[ACTIVITY] Pictures aside, reproduce exactly and only the lines from the one containing "Target: excavator window" through the end of the records.

*** Opening INFORMATION ***

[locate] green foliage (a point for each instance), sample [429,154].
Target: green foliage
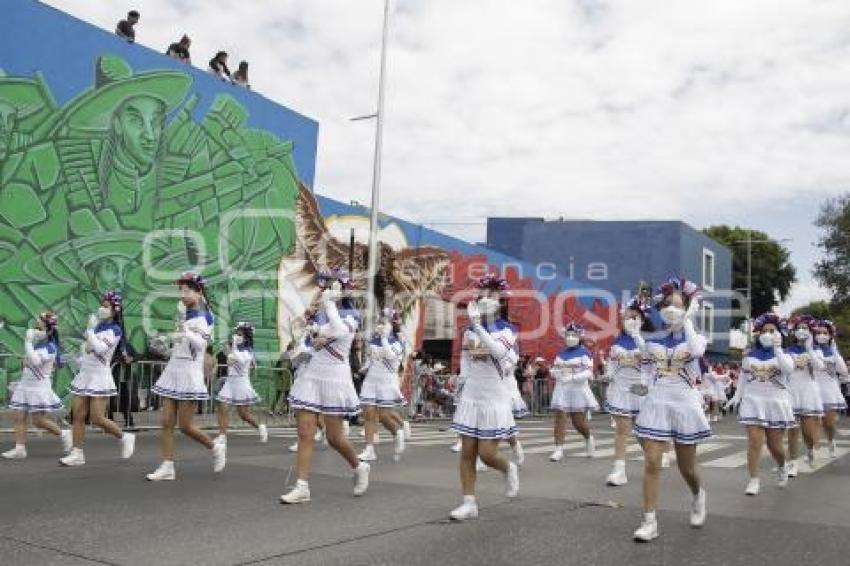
[772,271]
[833,271]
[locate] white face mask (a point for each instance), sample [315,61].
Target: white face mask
[631,325]
[672,316]
[766,339]
[801,333]
[488,306]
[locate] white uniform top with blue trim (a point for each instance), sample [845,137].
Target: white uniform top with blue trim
[625,359]
[385,356]
[39,361]
[490,354]
[573,367]
[761,365]
[338,327]
[239,362]
[191,344]
[100,344]
[674,358]
[834,365]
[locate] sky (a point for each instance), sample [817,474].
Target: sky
[722,112]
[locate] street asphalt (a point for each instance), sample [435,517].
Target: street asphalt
[106,513]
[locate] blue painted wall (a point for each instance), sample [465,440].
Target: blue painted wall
[33,39]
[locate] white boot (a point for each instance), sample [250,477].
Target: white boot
[164,472]
[467,510]
[648,529]
[792,469]
[398,448]
[298,494]
[219,457]
[368,454]
[19,452]
[511,481]
[128,445]
[589,446]
[753,487]
[698,509]
[74,458]
[618,474]
[519,453]
[361,479]
[67,438]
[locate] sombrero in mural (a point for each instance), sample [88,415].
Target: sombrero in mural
[115,83]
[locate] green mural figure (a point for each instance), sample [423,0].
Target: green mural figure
[123,188]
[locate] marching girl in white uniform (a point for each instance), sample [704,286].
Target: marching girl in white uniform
[573,370]
[765,402]
[624,375]
[672,409]
[805,393]
[93,385]
[325,386]
[34,392]
[380,394]
[237,389]
[181,384]
[484,415]
[828,377]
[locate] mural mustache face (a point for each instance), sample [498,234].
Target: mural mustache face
[140,122]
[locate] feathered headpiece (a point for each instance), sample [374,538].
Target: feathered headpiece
[193,280]
[767,318]
[677,285]
[327,276]
[115,299]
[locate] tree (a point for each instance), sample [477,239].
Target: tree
[772,272]
[837,313]
[833,271]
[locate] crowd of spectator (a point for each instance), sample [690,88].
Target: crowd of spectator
[180,50]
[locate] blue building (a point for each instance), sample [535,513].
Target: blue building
[615,256]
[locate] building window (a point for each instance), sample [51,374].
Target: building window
[707,269]
[707,322]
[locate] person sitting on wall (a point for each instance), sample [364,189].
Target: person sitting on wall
[218,66]
[180,50]
[240,77]
[125,27]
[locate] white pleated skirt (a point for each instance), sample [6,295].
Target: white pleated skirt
[93,382]
[183,380]
[767,406]
[381,390]
[572,399]
[326,389]
[237,390]
[672,412]
[805,396]
[485,410]
[34,395]
[830,394]
[622,402]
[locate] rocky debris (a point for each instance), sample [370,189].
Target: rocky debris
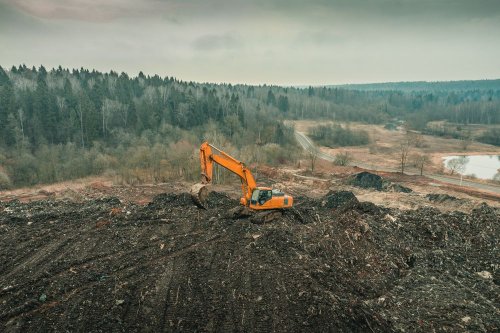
[440,198]
[370,180]
[336,199]
[398,188]
[328,264]
[367,180]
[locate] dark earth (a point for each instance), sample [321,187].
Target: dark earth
[328,264]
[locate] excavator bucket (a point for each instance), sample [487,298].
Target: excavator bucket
[199,193]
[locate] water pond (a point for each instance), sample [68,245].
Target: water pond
[481,166]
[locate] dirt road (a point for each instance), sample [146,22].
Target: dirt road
[308,145]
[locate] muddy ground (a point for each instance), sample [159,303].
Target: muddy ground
[330,264]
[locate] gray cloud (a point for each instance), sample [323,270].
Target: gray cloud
[216,42]
[280,41]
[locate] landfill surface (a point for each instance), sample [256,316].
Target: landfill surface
[329,264]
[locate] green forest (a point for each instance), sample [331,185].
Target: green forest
[61,124]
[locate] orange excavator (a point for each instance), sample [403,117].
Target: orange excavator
[254,197]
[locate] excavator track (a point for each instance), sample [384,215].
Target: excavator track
[199,193]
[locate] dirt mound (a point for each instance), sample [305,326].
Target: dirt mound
[105,265]
[367,180]
[434,197]
[370,180]
[336,199]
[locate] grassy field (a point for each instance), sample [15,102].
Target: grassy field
[384,149]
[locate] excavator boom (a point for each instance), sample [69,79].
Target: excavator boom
[254,197]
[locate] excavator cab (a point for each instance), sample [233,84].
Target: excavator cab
[267,198]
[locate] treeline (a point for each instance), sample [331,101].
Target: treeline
[61,124]
[48,113]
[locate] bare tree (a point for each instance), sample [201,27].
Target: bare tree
[313,156]
[342,159]
[404,149]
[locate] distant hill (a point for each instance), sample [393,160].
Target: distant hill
[466,85]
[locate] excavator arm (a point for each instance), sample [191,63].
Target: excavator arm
[207,160]
[255,198]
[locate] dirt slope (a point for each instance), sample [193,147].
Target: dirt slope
[330,264]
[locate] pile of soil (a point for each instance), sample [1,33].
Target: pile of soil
[440,198]
[370,180]
[328,264]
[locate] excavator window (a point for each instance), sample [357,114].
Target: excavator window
[261,196]
[264,196]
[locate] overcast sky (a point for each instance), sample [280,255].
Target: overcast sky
[286,42]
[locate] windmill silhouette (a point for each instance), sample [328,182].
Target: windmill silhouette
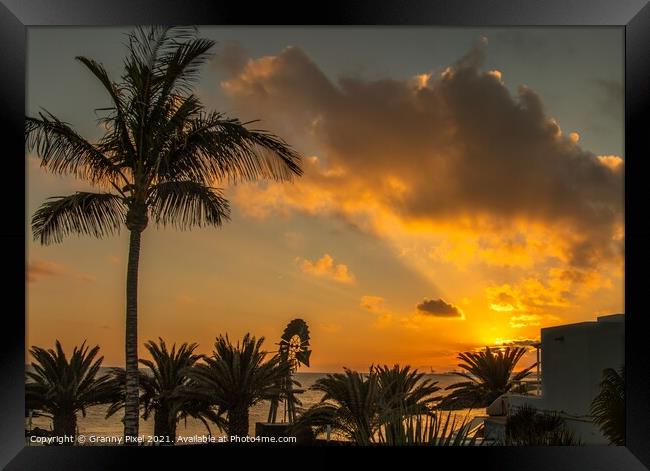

*** Closing INFORMATION ***

[REPLY TO THE EXERCISE]
Target: excavator window
[261,196]
[264,196]
[locate] overcast sky (a point for each instance), sample [280,255].
Target: overcast sky
[286,42]
[locate] windmill silhouette (a point for each instance), sample [328,182].
Target: windmill silhouette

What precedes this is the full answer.